## [Stated goal]
Render the lines from the one containing "The client would like the man" through the end of the records as a JSON list of strings, one string per line, with blank lines skipped. Leave the pictures out of the answer.

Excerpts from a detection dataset
-- START --
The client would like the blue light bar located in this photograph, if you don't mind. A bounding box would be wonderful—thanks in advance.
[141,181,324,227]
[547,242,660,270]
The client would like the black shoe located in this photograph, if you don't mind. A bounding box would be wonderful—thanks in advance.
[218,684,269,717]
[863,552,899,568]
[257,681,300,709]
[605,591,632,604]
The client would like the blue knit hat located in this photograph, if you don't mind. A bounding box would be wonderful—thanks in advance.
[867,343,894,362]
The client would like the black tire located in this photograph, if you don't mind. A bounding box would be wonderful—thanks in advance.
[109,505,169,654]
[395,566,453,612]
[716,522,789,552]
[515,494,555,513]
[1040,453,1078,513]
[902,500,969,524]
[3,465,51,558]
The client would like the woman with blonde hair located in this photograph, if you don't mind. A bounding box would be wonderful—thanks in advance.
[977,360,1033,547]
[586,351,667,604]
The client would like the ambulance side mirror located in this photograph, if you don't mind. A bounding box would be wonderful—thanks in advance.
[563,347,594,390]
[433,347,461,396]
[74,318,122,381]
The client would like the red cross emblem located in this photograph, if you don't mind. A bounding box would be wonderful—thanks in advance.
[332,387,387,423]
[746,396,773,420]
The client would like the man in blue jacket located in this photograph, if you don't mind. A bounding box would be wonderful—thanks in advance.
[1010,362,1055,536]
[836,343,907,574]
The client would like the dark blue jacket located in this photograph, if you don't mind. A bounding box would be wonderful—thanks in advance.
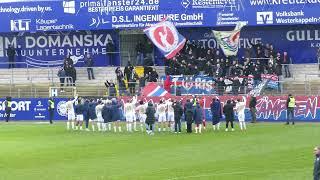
-- END --
## [Exercise result]
[
  "The client would like the man in blue jacket located in this photograph, if you don't mind. A bounding box would be wonderful—thanks in advance.",
  "[1010,362,1055,536]",
  "[836,343,907,574]",
  "The client would like the dark blue jacket located in this photograph, if you don't mind. A bounding box would be wonderful—thanks in advance."
]